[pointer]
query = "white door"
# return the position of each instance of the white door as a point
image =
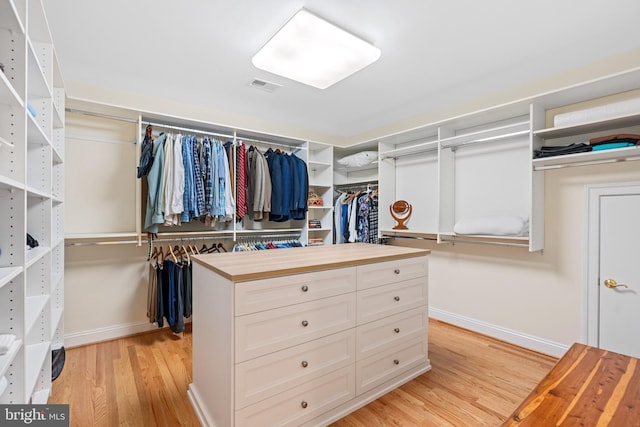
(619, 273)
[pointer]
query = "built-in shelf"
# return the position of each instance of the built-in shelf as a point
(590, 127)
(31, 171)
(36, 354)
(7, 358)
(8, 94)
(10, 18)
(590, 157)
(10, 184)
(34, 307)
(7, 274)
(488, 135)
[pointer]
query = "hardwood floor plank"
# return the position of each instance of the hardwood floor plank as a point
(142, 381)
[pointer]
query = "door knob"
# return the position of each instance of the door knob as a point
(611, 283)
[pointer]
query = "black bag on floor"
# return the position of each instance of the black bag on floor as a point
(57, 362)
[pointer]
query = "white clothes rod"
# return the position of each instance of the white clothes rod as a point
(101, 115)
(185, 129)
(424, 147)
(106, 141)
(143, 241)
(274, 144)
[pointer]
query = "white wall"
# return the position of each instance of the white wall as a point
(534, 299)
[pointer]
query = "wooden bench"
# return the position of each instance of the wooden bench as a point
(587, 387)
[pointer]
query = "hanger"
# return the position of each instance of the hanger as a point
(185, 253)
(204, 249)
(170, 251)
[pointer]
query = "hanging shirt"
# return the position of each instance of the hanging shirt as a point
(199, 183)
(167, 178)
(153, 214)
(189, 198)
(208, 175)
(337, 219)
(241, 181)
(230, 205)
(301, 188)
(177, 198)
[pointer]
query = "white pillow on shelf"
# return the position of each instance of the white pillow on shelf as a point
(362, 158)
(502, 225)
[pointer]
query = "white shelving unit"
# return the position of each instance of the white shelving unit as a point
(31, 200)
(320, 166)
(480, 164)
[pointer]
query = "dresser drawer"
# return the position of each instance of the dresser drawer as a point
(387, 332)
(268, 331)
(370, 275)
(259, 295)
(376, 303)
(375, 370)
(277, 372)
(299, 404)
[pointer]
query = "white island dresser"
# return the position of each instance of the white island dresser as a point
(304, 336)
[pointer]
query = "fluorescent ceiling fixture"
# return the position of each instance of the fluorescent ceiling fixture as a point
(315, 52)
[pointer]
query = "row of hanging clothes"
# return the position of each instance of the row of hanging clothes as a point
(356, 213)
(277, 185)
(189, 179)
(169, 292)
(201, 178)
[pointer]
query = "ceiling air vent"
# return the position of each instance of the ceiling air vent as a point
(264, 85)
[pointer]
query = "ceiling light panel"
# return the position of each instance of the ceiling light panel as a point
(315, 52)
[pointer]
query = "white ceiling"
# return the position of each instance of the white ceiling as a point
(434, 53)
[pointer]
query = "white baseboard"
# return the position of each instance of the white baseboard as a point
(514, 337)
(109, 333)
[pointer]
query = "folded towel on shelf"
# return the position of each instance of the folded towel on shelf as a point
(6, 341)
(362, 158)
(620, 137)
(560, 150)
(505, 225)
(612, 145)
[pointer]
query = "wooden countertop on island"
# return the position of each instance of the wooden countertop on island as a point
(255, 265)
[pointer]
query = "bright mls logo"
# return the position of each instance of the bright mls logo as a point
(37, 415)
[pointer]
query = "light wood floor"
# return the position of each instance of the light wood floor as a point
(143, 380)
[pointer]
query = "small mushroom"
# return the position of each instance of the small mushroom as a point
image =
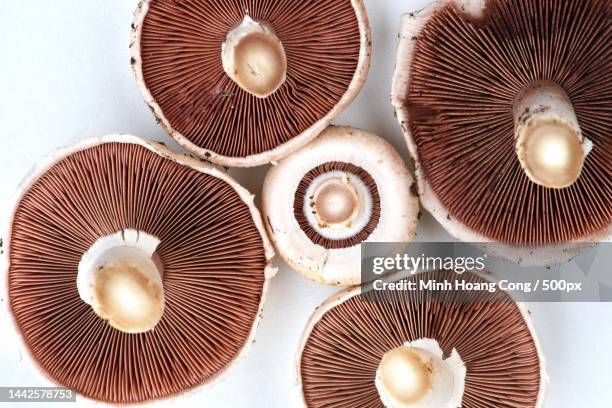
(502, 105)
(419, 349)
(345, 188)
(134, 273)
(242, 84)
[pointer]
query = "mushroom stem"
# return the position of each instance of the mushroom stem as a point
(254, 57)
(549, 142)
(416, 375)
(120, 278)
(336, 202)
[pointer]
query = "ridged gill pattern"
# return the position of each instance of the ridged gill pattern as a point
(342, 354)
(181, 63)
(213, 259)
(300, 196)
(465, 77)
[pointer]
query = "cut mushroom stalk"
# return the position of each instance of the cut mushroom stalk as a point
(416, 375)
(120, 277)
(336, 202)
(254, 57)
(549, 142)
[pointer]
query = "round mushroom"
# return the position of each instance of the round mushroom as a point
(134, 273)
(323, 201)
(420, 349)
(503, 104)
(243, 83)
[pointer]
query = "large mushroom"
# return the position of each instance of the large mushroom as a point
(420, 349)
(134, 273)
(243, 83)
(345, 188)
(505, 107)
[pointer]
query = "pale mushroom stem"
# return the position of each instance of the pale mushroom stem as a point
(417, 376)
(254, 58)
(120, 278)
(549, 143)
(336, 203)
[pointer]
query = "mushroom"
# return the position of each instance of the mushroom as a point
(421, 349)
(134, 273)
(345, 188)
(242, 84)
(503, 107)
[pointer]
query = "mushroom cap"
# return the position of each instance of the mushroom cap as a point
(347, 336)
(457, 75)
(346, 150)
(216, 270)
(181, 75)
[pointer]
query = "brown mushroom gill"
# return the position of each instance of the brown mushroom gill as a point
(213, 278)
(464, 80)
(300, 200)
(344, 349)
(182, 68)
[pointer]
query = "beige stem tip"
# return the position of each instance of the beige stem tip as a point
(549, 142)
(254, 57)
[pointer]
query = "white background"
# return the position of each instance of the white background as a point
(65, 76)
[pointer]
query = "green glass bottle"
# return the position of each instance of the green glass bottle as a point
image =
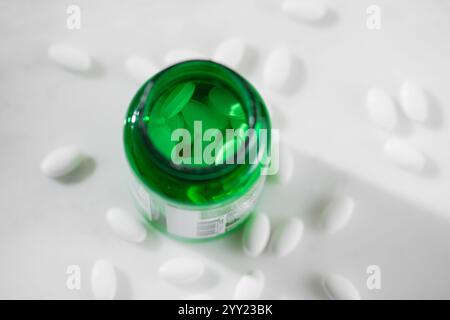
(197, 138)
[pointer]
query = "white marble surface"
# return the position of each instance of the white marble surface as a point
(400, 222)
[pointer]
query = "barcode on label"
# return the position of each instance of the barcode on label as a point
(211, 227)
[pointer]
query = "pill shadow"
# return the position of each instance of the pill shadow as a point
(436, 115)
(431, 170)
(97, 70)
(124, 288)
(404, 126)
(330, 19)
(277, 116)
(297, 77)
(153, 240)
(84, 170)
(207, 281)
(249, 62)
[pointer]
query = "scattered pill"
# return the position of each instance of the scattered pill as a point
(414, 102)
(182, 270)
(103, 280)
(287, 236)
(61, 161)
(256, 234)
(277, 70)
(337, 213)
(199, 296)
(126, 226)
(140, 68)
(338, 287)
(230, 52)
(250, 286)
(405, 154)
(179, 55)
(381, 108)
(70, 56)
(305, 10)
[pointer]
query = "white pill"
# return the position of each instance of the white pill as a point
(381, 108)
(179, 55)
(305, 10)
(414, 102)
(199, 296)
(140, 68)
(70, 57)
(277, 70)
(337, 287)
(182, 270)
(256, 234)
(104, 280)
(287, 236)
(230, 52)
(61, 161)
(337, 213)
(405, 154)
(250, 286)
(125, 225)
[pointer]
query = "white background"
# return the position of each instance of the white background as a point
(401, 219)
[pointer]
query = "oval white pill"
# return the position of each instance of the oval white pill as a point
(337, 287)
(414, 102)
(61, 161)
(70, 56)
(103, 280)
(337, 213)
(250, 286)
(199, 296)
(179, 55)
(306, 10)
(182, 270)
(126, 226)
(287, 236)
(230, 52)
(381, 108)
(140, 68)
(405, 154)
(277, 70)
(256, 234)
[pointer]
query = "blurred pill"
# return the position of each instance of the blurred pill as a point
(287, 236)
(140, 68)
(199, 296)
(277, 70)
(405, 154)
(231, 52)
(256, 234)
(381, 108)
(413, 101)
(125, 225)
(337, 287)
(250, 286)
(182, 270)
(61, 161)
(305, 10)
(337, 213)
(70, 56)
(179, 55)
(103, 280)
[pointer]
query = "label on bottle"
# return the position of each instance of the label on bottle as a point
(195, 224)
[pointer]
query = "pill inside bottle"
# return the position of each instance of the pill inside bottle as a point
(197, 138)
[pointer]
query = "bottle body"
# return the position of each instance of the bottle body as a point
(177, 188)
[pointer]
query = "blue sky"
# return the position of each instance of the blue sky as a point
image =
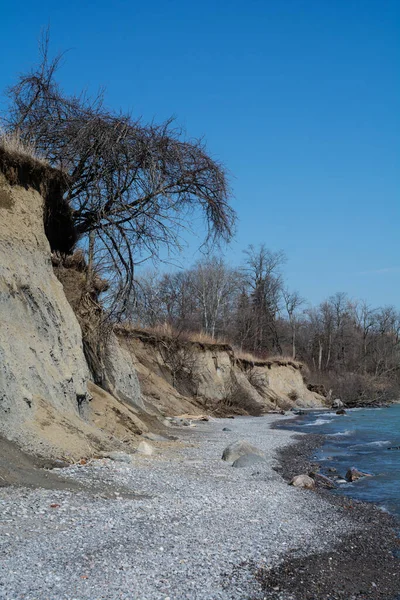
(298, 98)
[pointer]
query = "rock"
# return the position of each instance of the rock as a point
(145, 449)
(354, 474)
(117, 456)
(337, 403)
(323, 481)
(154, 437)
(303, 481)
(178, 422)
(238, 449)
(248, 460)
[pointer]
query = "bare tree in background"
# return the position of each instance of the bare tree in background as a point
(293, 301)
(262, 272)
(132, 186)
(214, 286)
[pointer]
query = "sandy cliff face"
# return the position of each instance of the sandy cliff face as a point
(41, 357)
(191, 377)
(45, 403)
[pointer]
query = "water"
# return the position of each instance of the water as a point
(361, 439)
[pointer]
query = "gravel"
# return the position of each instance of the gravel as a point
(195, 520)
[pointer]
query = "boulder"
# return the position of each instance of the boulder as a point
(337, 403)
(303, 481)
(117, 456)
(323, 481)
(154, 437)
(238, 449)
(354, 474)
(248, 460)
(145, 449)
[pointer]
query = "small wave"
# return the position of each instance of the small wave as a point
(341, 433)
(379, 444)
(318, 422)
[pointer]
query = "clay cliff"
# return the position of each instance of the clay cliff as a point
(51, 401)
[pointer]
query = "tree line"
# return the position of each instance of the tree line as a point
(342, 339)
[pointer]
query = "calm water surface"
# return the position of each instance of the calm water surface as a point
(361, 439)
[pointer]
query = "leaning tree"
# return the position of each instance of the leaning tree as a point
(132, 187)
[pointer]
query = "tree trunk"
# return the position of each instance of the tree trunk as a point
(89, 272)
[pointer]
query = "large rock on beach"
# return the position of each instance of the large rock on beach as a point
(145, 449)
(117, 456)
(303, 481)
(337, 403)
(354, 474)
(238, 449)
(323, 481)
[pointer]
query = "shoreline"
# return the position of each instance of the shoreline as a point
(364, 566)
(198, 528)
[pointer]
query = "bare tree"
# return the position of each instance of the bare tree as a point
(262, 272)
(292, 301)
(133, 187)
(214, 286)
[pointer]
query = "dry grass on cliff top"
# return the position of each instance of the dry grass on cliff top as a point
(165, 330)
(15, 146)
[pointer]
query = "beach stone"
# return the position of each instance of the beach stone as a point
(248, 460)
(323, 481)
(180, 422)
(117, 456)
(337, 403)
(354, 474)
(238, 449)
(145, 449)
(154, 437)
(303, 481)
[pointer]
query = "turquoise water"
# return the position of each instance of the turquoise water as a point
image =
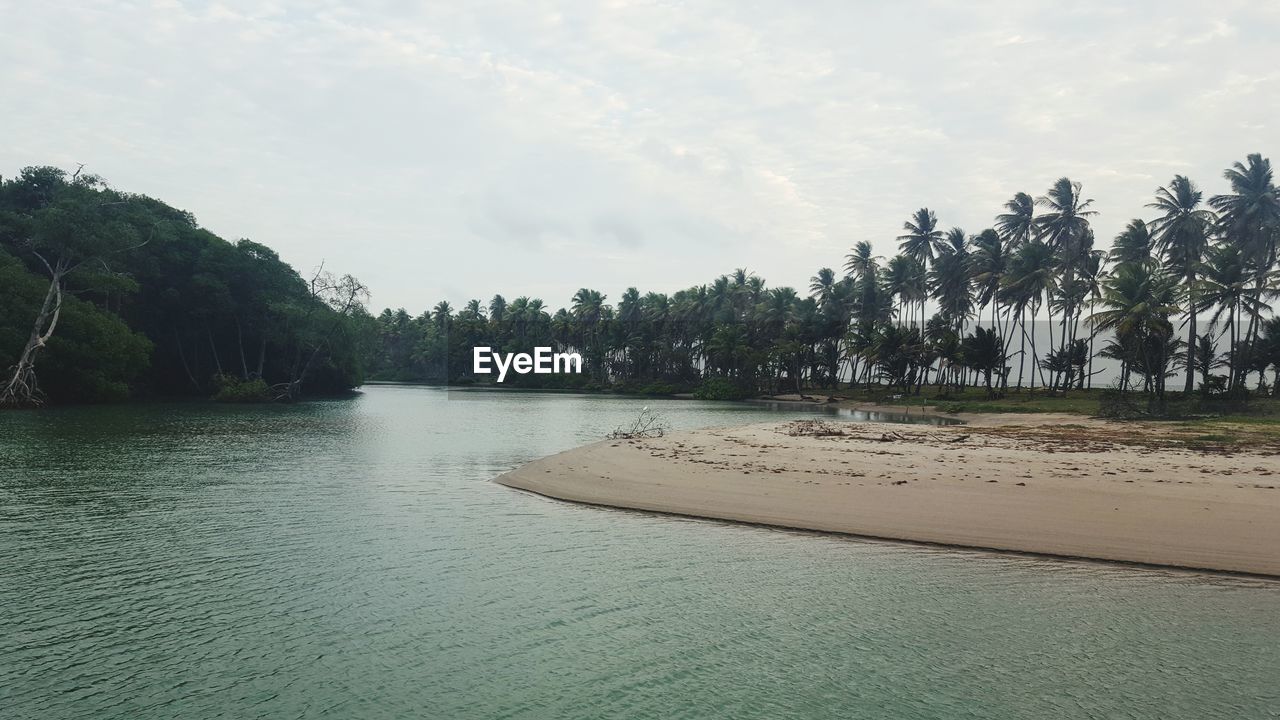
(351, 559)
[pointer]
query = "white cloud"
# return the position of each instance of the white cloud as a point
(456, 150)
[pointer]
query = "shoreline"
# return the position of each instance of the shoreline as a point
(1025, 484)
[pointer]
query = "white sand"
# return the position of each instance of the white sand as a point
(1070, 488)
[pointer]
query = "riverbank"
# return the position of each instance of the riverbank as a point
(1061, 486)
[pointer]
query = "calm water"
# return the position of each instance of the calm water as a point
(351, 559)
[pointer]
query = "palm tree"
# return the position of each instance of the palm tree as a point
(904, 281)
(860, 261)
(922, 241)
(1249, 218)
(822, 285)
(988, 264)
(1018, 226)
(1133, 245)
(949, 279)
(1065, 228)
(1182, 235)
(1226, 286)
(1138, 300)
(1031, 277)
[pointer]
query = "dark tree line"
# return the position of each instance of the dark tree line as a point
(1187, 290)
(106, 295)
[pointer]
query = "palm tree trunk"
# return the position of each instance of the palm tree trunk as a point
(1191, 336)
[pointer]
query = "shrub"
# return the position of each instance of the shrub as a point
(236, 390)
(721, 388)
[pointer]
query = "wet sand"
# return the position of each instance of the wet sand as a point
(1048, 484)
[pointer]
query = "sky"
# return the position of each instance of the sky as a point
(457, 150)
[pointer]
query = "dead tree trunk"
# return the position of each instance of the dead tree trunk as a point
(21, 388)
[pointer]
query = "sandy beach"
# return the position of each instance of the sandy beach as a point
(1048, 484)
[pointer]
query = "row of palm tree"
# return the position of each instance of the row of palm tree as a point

^^^^^^^^^^^^^^^^

• **Problem description**: Please find every line in the listing above that contains the word "bright" and copy each one, matching case exactly.

• **Solution to the exercise**:
query = "bright mls logo"
# return the position of each instance of the bright mls logo as a point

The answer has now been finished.